───── Récit fourni ─────
Récit

SYLVAIN, 43 ans: « Je suis persuadé que les choix…

SYLVAIN, 43 ans:

Jeune, je n’ai jamais été littéraire. Je ne me suis pas dit: “Tiens, je vais écrire un livre.” J’ai juste eu envie de raconter une histoire. Secrètement, j’ai commencé à écrire sur des carnets des bribes de paragraphes qui sont restés longtemps de côté. Je me suis rendu compte que c’était compliqué d’écrire quelque chose qui ait un peu de sens et qui ne soit pas complètement risible ou mal dit.



CHAPITRE I

Et puis finalement, j’ai tenu bon. Ça m’a pris trois ou quatre ans. Et je me suis rendu compte à un moment que j’allais aller au bout. J’avais mon fil, je savais où je voulais arriver, et je me suis dit:“Je vais écrire un livre.” J’en étais très fier.

Quand j’ai mis le point final, c’était de l’ordre de l’extase. C’était une sensation incroyable comme de gagner un championnat. Un truc très fort. Le livre vaut ce qu’il vaut, j’en ai eu honte, l’écriture laisse un peu à désirer mais l’histoire est pas si mal. Il a le mérite d’exister et de m’avoir amené à en écrire d’autres. Ça n’a pas fondamentalement changé ma vie mais j’étais vraiment content d’y arriver.
Après, je n’ai eu qu’une seule envie: recommencer pour confirmer le fait d’en être capable mais surtout pour revivre l’extase du point final. Et à chaque fois, j’ai retrouvé la même sensation de bonheur.

Dans la vie, à tout moment, il y des choix à faire.

Certains nous demandent plus d’attention car les conséquences semblent plus importantes. Personnellement, j’ai l’impression que les choix que j’ai faits sont des choix que plein de gens ont faits.
Je me suis séparé, j’ai divorcé. J’ai changé de vie professionnelle. Mon histoire est presque une autoroute. Et je reste persuadé que les choix s’imposent d’eux même.

À vingt-deux ans, je suis devenu professeur des écoles, et à trente ans, j’ai finalement travaillé avec mon père dans une boîte d’audit, que j’ai repris en 2009 quand il est parti à la retraite. Il avait eu besoin d’un coup de main, et je suis resté. Finalement, je me suis mis en disponibilité de l’Education Nationale. Ça a été facile. Je n’ai pas pris de gros risques.

Ça fait maintenant douze ou treize ans que je fais ça. Je suis à mon compte, je gagne très correctement ma vie, et j’ai de la chance d’avoir un rythme de vie cool. Pourtant, je me dis qu’au final c’est pas tout à fait ce qui me plaît. Mais j’ai énormément de liberté et je peux faire autre chose comme écrire par exemple.
Je ne remets pas toujours le tout en question, sous prétexte qu’une partie ne me plaît pas.

Il y a deux ans, j’ai eu une année noire.
───── Extraits de la liste ─────
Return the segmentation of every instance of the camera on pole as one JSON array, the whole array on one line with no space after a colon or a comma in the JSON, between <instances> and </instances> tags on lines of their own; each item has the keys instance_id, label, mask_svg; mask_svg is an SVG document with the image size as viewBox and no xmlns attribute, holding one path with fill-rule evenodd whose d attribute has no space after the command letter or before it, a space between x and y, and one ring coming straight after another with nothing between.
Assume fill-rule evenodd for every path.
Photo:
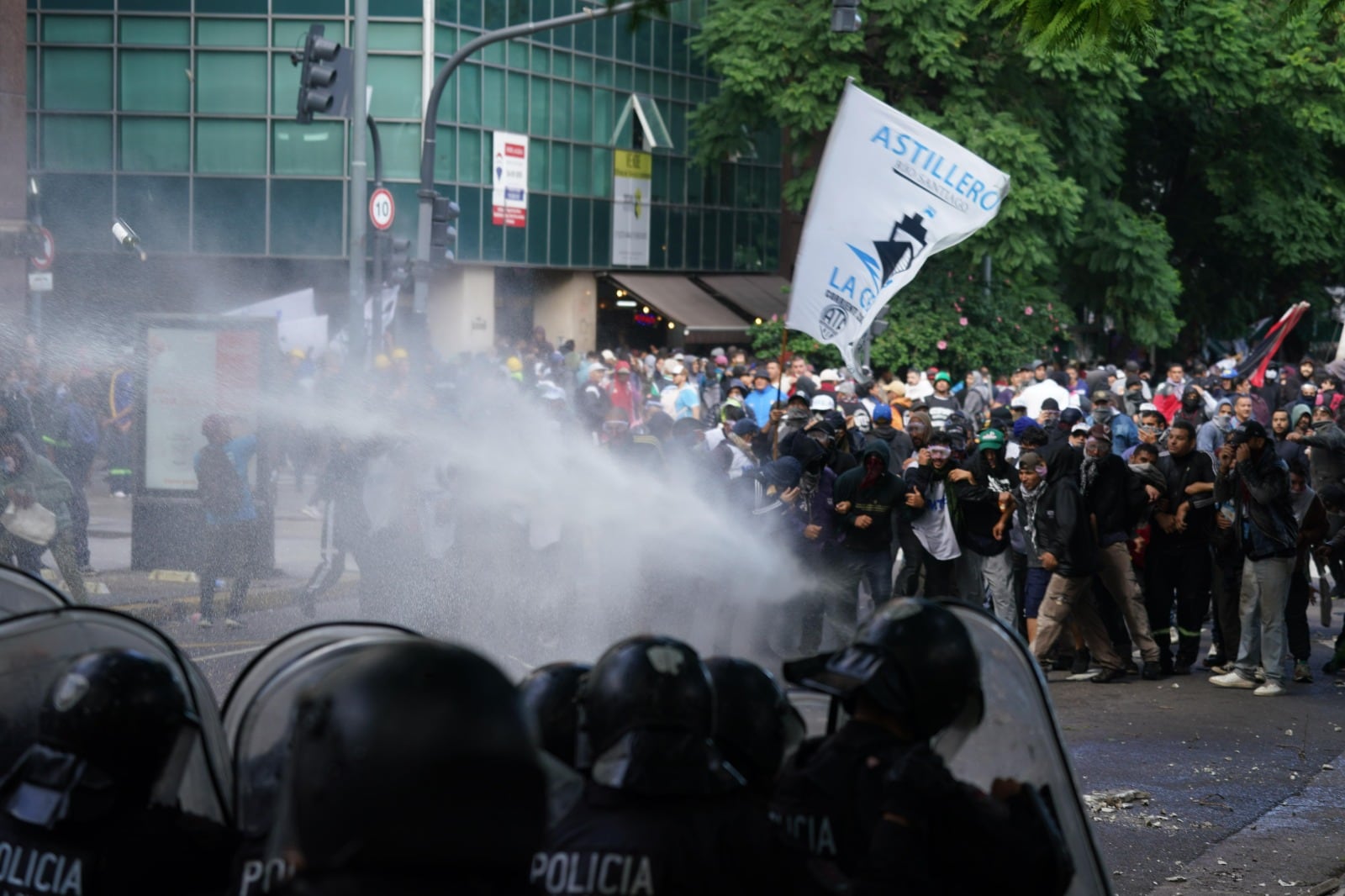
<instances>
[{"instance_id":1,"label":"camera on pole","mask_svg":"<svg viewBox=\"0 0 1345 896\"><path fill-rule=\"evenodd\" d=\"M429 245L430 258L441 264L453 264L453 250L457 248L457 226L453 223L461 214L457 203L445 196L434 198L430 215Z\"/></svg>"},{"instance_id":2,"label":"camera on pole","mask_svg":"<svg viewBox=\"0 0 1345 896\"><path fill-rule=\"evenodd\" d=\"M838 34L858 31L863 24L859 0L831 0L831 30Z\"/></svg>"},{"instance_id":3,"label":"camera on pole","mask_svg":"<svg viewBox=\"0 0 1345 896\"><path fill-rule=\"evenodd\" d=\"M303 54L289 54L292 63L303 66L296 116L301 124L309 124L315 113L339 117L350 114L350 51L324 38L324 31L320 24L309 26Z\"/></svg>"}]
</instances>

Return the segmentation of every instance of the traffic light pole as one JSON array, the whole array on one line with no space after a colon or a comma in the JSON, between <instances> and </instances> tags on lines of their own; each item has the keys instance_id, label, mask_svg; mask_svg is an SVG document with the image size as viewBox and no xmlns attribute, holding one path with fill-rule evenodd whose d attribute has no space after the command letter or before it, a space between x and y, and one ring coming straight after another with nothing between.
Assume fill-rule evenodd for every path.
<instances>
[{"instance_id":1,"label":"traffic light pole","mask_svg":"<svg viewBox=\"0 0 1345 896\"><path fill-rule=\"evenodd\" d=\"M355 0L354 78L350 97L350 309L346 335L352 369L364 366L364 233L369 222L369 164L364 161L364 81L369 63L369 0ZM377 304L377 303L375 303Z\"/></svg>"},{"instance_id":2,"label":"traffic light pole","mask_svg":"<svg viewBox=\"0 0 1345 896\"><path fill-rule=\"evenodd\" d=\"M367 3L367 0L358 1ZM433 219L436 199L434 129L438 125L438 104L444 98L444 87L448 86L449 77L473 52L492 43L510 40L512 38L523 38L530 34L537 34L538 31L550 31L553 28L565 28L572 24L582 24L594 19L607 19L609 16L616 16L647 5L651 5L651 0L631 0L629 3L616 3L612 5L584 9L582 12L574 12L568 16L555 16L554 19L543 19L542 22L526 22L523 24L499 28L496 31L487 31L486 34L464 43L457 52L448 58L444 67L438 70L438 75L434 78L434 87L429 93L429 102L425 105L425 121L422 122L425 136L421 139L421 186L420 191L416 194L420 199L420 218L416 234L416 304L412 305L412 311L416 315L417 324L424 324L425 305L429 299L429 272L433 269L429 256L430 223ZM360 87L360 90L363 90L363 87ZM424 330L421 330L421 332L424 332Z\"/></svg>"}]
</instances>

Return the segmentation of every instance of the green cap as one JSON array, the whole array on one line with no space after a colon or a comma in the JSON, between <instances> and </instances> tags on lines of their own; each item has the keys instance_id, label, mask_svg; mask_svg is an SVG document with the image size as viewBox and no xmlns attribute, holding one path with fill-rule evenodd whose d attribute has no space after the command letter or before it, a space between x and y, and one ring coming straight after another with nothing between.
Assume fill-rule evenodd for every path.
<instances>
[{"instance_id":1,"label":"green cap","mask_svg":"<svg viewBox=\"0 0 1345 896\"><path fill-rule=\"evenodd\" d=\"M998 429L982 429L976 436L976 447L982 451L999 451L1005 447L1005 435Z\"/></svg>"}]
</instances>

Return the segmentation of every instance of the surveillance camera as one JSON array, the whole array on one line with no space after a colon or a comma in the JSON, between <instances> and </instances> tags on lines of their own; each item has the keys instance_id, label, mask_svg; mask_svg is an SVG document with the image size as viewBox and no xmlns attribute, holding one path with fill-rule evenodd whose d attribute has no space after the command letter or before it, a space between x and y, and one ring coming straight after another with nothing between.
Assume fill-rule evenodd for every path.
<instances>
[{"instance_id":1,"label":"surveillance camera","mask_svg":"<svg viewBox=\"0 0 1345 896\"><path fill-rule=\"evenodd\" d=\"M141 261L145 260L145 250L140 248L140 237L136 235L136 231L125 221L117 218L112 222L112 235L125 249L139 252Z\"/></svg>"}]
</instances>

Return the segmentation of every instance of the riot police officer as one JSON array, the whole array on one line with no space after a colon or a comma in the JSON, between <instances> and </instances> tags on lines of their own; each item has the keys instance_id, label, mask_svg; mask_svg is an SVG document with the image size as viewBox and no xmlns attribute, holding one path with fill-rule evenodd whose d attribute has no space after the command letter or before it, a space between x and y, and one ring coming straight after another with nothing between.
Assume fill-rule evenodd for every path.
<instances>
[{"instance_id":1,"label":"riot police officer","mask_svg":"<svg viewBox=\"0 0 1345 896\"><path fill-rule=\"evenodd\" d=\"M4 892L223 892L227 826L179 806L200 724L174 669L129 648L78 655L35 728L0 776Z\"/></svg>"},{"instance_id":2,"label":"riot police officer","mask_svg":"<svg viewBox=\"0 0 1345 896\"><path fill-rule=\"evenodd\" d=\"M777 892L765 813L710 741L714 687L691 647L617 642L578 701L590 779L533 857L534 892Z\"/></svg>"},{"instance_id":3,"label":"riot police officer","mask_svg":"<svg viewBox=\"0 0 1345 896\"><path fill-rule=\"evenodd\" d=\"M983 712L976 651L952 612L892 600L850 647L785 675L850 714L806 743L776 788L772 819L796 892L1064 892L1072 866L1034 788L997 779L983 794L931 749Z\"/></svg>"},{"instance_id":4,"label":"riot police officer","mask_svg":"<svg viewBox=\"0 0 1345 896\"><path fill-rule=\"evenodd\" d=\"M518 893L546 827L518 694L463 647L362 650L300 697L270 854L289 892Z\"/></svg>"}]
</instances>

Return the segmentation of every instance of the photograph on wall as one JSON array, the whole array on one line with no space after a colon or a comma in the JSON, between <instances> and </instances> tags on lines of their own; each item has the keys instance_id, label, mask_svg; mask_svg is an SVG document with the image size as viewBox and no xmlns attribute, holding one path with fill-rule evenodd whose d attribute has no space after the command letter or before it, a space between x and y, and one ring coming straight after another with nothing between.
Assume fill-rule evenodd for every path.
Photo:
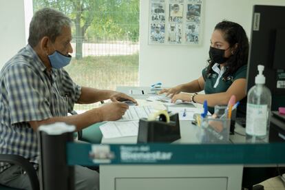
<instances>
[{"instance_id":1,"label":"photograph on wall","mask_svg":"<svg viewBox=\"0 0 285 190\"><path fill-rule=\"evenodd\" d=\"M199 43L199 24L197 23L188 23L185 29L185 41L188 43Z\"/></svg>"},{"instance_id":2,"label":"photograph on wall","mask_svg":"<svg viewBox=\"0 0 285 190\"><path fill-rule=\"evenodd\" d=\"M181 23L183 18L183 4L170 3L169 18L169 22Z\"/></svg>"},{"instance_id":3,"label":"photograph on wall","mask_svg":"<svg viewBox=\"0 0 285 190\"><path fill-rule=\"evenodd\" d=\"M149 44L201 44L202 0L150 0Z\"/></svg>"},{"instance_id":4,"label":"photograph on wall","mask_svg":"<svg viewBox=\"0 0 285 190\"><path fill-rule=\"evenodd\" d=\"M200 4L188 4L186 19L189 21L200 22L201 15Z\"/></svg>"},{"instance_id":5,"label":"photograph on wall","mask_svg":"<svg viewBox=\"0 0 285 190\"><path fill-rule=\"evenodd\" d=\"M182 24L169 23L168 28L168 41L170 43L181 43Z\"/></svg>"},{"instance_id":6,"label":"photograph on wall","mask_svg":"<svg viewBox=\"0 0 285 190\"><path fill-rule=\"evenodd\" d=\"M151 21L165 21L165 6L160 1L151 4Z\"/></svg>"},{"instance_id":7,"label":"photograph on wall","mask_svg":"<svg viewBox=\"0 0 285 190\"><path fill-rule=\"evenodd\" d=\"M154 23L151 24L151 41L154 43L165 42L165 29L163 23Z\"/></svg>"}]
</instances>

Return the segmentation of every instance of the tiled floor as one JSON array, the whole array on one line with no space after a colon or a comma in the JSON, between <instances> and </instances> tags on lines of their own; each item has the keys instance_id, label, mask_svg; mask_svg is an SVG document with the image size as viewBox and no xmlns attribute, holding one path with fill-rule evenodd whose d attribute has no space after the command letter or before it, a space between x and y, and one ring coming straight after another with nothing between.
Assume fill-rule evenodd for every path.
<instances>
[{"instance_id":1,"label":"tiled floor","mask_svg":"<svg viewBox=\"0 0 285 190\"><path fill-rule=\"evenodd\" d=\"M260 184L264 186L264 190L285 190L285 183L279 176L268 179Z\"/></svg>"}]
</instances>

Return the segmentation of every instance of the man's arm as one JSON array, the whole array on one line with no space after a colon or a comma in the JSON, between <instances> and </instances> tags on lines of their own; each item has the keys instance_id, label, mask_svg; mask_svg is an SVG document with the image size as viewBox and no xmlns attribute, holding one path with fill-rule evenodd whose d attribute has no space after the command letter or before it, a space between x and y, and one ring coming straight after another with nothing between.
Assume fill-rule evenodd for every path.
─────
Consignes
a) D'après le récit, pourquoi Sylvain a-t-il voulu écrire d'autres livres après le premier ? Répondez en une à trois phrases.
b) Recopiez, dans la liste, le passage qui va de la ligne contenant « Return the segmentation of every instance of the tiled » jusqu'à la ligne contenant « 184L264 186L264 190L285 », ces deux lignes comprises.
Le récit et la liste n'ont aucun lien entre eux.

Réponses finales
a) Sylvain a voulu recommencer pour confirmer qu'il en était capable. Il voulait surtout revivre l'extase ressentie au moment de mettre le point final.

b)
Return the segmentation of every instance of the tiled floor as one JSON array, the whole array on one line with no space after a colon or a comma in the JSON, between <instances> and </instances> tags on lines of their own; each item has the keys instance_id, label, mask_svg; mask_svg is an SVG document with the image size as viewBox and no xmlns attribute, holding one path with fill-rule evenodd whose d attribute has no space after the command letter or before it, a space between x and y, and one ring coming straight after another with nothing between.
Assume fill-rule evenodd for every path.
<instances>
[{"instance_id":1,"label":"tiled floor","mask_svg":"<svg viewBox=\"0 0 285 190\"><path fill-rule=\"evenodd\" d=\"M260 184L264 186L264 190L285 190L285 183L279 176L268 179Z\"/></svg>"}]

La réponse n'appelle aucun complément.